* EXERCISE GOAL: Please edit the lines below from the one containing "Find the blue and" through the one containing "x=97, y=458", changing "place a point" to "put a dot" and keeping everything else the same. Return only that stretch of lines.

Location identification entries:
• • • • • • •

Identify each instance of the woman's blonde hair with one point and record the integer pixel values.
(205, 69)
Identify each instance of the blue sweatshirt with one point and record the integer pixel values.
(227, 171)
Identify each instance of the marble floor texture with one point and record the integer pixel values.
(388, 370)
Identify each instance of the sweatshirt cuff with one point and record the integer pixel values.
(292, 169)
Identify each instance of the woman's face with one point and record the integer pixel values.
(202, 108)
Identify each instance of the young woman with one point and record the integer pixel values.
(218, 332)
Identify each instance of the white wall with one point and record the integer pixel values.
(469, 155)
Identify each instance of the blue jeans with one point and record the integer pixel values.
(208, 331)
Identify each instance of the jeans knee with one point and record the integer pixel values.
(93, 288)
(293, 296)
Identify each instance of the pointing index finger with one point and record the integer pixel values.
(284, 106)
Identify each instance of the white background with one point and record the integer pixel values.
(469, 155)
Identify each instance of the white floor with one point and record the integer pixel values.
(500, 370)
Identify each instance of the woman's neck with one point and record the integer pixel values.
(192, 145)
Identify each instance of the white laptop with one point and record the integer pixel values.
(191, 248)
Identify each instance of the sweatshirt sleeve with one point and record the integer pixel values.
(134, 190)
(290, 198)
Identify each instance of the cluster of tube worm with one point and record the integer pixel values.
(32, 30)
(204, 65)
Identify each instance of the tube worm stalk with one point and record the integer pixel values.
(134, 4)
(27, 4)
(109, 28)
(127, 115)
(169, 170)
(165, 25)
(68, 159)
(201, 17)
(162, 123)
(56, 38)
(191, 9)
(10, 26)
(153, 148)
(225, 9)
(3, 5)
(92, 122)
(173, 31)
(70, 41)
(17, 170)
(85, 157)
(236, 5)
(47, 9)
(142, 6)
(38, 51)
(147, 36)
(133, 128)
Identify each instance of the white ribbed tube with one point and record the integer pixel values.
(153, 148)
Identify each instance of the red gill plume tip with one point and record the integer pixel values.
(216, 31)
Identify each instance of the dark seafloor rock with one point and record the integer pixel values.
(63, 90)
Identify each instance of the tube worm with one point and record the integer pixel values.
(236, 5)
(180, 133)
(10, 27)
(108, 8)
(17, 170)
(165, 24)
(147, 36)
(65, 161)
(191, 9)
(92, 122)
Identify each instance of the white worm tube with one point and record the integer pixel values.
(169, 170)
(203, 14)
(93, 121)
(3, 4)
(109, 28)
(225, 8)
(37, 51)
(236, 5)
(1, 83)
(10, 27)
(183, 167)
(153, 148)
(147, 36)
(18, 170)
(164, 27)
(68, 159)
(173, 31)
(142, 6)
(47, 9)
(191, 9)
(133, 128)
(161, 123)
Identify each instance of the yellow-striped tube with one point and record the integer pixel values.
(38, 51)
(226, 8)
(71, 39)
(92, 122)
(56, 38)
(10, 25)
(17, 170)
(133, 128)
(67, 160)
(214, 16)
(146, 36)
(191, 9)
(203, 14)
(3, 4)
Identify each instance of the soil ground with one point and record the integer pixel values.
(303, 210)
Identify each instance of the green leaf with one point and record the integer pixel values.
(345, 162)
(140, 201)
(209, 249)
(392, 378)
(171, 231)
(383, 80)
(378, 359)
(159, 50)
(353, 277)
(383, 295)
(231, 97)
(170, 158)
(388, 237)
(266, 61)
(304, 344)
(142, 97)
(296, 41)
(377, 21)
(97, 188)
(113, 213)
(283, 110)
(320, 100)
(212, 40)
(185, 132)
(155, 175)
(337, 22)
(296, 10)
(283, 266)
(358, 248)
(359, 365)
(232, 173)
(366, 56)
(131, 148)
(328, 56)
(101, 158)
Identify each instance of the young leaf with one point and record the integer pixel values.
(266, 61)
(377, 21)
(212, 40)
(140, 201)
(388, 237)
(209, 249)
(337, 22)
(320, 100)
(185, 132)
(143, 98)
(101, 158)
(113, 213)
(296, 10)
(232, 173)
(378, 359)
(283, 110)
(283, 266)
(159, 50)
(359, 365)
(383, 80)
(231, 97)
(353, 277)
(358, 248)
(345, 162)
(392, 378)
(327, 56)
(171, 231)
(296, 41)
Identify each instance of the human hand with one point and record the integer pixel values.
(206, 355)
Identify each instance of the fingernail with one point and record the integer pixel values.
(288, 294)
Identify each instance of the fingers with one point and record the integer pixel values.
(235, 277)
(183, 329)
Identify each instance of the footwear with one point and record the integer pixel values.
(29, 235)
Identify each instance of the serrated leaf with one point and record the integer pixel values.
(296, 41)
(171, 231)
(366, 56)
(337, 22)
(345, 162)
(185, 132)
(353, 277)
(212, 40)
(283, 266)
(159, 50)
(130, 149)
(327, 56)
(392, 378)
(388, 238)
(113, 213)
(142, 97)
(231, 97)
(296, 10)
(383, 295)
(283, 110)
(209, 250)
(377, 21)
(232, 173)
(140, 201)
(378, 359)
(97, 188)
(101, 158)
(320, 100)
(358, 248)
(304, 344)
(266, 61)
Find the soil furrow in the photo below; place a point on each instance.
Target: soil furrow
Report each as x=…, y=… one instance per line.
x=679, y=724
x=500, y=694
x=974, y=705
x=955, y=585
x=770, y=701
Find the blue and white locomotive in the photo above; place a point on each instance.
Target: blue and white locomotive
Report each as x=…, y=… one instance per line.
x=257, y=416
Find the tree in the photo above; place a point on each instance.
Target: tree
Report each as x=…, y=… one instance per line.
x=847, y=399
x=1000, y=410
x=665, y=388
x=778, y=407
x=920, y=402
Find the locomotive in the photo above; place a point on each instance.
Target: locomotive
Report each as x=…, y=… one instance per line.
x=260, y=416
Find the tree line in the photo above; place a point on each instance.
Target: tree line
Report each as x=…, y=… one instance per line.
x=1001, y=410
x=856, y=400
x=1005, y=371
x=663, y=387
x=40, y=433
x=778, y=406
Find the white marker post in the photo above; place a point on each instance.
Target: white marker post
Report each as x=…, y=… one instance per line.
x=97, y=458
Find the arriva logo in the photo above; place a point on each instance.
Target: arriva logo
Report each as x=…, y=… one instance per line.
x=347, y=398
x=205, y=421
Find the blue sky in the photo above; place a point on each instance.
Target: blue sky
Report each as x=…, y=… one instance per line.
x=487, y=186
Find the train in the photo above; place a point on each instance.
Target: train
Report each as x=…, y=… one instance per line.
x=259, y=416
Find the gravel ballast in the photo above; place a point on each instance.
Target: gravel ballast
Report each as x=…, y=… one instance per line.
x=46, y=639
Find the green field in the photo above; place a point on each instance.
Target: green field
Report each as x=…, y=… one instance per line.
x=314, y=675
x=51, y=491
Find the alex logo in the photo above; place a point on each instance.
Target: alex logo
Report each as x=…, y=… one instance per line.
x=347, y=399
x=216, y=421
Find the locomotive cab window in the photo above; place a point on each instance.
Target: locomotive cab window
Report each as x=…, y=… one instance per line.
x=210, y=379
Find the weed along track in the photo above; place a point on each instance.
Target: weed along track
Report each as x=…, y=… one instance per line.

• • • • • • •

* SOLUTION:
Find the blue and white locomotive in the photo above; put a dot on each instance.
Target: blue and white locomotive
Report each as x=…, y=… one instance per line.
x=257, y=416
Find the tree in the photo above; put a dot on each instance.
Target: tree
Report each as x=…, y=… one instance per line.
x=847, y=399
x=1000, y=410
x=665, y=388
x=778, y=407
x=920, y=402
Find the locomotive in the photo above; put a dot on each instance.
Target: locomotive
Report each as x=…, y=… one instance per line.
x=260, y=416
Find the tree line in the photo above; put a dot on each instance.
Target: tree line
Report each as x=…, y=… one instance per line.
x=1001, y=410
x=856, y=400
x=1005, y=371
x=663, y=387
x=40, y=433
x=778, y=406
Find the white marker post in the photo above; put a dot on each instance.
Target: white marker post
Report each as x=…, y=… one instance per line.
x=97, y=458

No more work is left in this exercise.